PROVIDED PASSAGE:
>> Begin

Pete, "You just need to go at that shit wide open, hang on, and own it.” is a fact of life. And stay safe.


----------



## XTski

tirolski said:


> Pete, "You just need to go at that shit wide open, hang on, and own it.” is a fact of life. And stay safe.


Killi renting skis at Ramshead lodge they have novice trails open off that lift as well, that lift is delayed today


----------



## Peter Minde

Campgottagopee said:


> You've never DH skied? I've been XC a few times, well more than a few, and crashed every single time. Those skinny skis are not for me. That, and my lack of talent.



Camp, here's my DH experience:

1. First time ever on skis was DH. Friends kitted me out with downhill gear and took me to the top of a double black trail at some mountain in PA. I fell all the way down the mountain.

2. One day skiing DH, on cross country gear, at the now defunct Cortina in the Catskills. Scary AF. Much falling.

3. One year, New Years in Lake Placid. Wicked cold, but no snow. We rented gear at Whiteface and tried it out. I think I had a 30 minute group lesson. I survived but nearly got hypothermic on the lift: xc clothing inadequate.

4. Stowe Derby, in I think 2010. You ski from the top of the Toll Road all the way down to town and you can't switch skis. Crowds cheered the biggest yard sales. I had my share!


----------



## Campgottagopee

Peter Minde said:


> 4. Stowe Derby, in I think 2010. You ski from the top of the Toll Road all the way down to town and you can't switch skis. Crowds cheered the biggest yard sales. I had my share!


That's awesome!

We had a similar derby at Smuggs. It was on the connector trail from Madonna to Morse, very flat and seemingly always icy (can't remember the name of it). Anyway, we all had to wear the shortest rental skis that were available, and same thing, yard sales galore. We were very intoxicated too. Good times.


----------



## Kleetus

Epic day today. Truly was in my book and prob best day of my season. They reported 13" but they def got more.

Northstar and Great Bear were ROTD's with Downdraft, Middle Ovation, and Lower Ovation close seconds. Everything skied great though and allthough there was a crust on some trails under the snow, it was edgable and some trails like Northstar had none at all (because it was bare base before).

>> End

GIVEN EXERCISE A: Translate the sentence "Those skinny skis are not for me." from the ski forum thread into Spanish.

Pointing dataset records:
>> Begin

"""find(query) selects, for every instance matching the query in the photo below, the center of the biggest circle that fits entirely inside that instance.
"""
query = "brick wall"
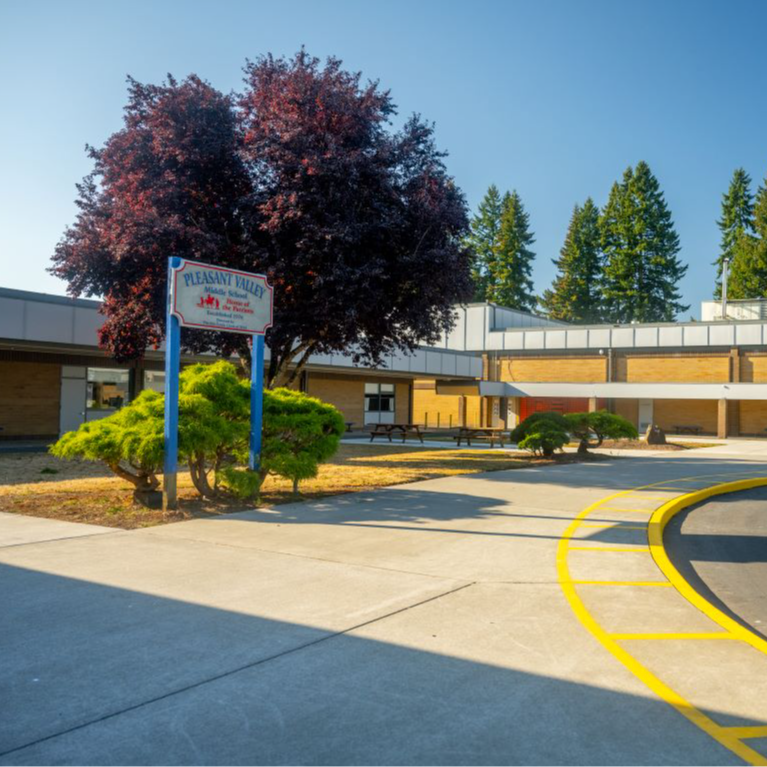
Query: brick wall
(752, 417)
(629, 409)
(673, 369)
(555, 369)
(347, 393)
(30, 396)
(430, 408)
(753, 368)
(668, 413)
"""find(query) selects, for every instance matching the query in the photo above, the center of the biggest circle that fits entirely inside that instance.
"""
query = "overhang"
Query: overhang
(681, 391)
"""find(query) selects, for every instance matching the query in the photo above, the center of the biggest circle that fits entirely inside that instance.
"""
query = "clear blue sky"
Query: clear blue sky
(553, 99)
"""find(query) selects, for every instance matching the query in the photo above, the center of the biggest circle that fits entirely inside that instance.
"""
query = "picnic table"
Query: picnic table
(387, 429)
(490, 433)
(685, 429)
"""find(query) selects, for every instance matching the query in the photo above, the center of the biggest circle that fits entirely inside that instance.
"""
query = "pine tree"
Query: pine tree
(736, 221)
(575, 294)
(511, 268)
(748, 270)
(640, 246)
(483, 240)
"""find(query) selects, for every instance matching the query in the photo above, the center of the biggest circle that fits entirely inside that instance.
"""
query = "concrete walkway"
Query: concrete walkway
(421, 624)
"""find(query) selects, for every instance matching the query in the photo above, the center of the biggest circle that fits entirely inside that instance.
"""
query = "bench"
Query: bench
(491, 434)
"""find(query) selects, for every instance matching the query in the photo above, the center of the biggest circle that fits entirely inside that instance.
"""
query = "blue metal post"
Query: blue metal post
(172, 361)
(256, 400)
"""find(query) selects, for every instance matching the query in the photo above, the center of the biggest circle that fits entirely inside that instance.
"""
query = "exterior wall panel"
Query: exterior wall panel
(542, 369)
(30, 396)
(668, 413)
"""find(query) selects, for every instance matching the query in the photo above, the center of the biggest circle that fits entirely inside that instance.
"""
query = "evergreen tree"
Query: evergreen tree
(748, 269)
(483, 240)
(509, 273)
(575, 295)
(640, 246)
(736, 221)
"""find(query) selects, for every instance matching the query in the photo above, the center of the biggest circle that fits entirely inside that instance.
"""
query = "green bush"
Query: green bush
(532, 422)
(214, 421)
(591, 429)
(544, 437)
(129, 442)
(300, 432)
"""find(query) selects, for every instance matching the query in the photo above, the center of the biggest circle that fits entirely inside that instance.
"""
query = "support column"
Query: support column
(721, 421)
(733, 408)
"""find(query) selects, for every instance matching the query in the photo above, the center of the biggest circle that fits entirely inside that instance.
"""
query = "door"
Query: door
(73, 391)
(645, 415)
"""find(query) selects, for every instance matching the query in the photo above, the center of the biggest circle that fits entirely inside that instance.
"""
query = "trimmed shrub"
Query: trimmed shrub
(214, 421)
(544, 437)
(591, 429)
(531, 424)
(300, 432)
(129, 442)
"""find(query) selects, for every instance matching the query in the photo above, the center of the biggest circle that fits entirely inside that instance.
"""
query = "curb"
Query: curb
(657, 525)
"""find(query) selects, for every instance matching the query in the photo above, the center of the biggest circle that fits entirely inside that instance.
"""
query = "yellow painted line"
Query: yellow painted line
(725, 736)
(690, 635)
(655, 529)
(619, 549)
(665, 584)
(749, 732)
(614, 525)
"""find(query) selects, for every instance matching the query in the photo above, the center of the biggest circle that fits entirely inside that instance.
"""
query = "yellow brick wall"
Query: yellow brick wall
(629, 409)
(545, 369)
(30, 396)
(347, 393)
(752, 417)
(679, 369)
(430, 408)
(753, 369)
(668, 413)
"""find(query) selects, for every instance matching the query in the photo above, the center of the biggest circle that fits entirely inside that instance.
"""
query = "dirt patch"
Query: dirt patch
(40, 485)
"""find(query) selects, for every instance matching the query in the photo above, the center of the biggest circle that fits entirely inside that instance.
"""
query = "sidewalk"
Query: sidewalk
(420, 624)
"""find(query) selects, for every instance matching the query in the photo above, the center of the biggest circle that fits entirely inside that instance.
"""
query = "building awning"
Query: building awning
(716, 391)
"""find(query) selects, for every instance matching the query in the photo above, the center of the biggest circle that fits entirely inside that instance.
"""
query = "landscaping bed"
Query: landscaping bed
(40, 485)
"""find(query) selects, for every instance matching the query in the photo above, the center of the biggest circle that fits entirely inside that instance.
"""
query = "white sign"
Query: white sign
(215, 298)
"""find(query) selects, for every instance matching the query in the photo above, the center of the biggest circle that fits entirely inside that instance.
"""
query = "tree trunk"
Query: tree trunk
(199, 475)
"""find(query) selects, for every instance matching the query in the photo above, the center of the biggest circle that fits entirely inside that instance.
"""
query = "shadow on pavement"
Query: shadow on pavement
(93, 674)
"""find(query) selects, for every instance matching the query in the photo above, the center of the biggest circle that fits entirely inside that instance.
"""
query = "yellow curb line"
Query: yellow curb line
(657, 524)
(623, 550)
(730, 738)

>> End
>> Begin

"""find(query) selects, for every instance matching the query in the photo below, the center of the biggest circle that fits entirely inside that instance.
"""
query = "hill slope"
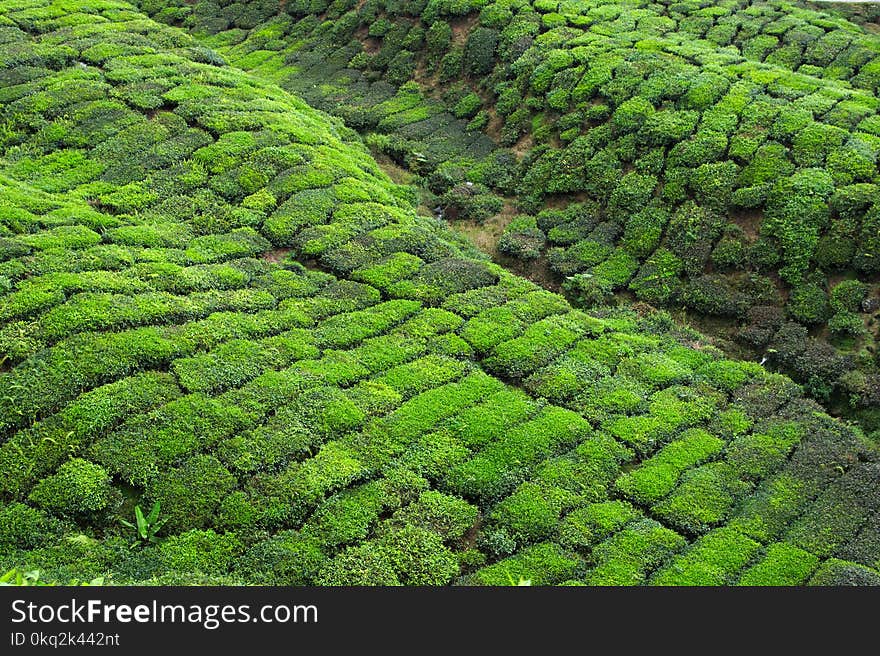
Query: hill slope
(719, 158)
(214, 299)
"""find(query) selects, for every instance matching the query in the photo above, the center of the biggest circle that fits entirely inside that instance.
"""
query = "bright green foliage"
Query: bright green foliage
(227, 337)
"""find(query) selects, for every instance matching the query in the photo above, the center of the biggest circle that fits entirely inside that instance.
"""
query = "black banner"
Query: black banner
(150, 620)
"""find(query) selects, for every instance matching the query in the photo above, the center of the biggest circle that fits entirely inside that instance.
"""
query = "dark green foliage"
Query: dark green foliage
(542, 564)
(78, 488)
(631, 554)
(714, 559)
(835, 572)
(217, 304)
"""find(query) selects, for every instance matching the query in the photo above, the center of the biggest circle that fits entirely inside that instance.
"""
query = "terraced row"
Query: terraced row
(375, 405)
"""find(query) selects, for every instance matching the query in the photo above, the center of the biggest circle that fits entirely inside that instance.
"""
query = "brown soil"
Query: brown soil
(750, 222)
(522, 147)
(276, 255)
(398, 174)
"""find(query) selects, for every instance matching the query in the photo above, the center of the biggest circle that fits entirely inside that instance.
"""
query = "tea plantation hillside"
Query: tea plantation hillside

>> End

GIVEN EXERCISE B: Collect every line of the records that contains the string "yellow", with case counting toward a match.

FINAL ANSWER A: Esos esquís delgados no son para mí.

FINAL ANSWER B:
query = "yellow painted line"
Query: yellow painted line
query = "yellow brick wall"
Query: yellow brick wall
query = "yellow curb line"
Query: yellow curb line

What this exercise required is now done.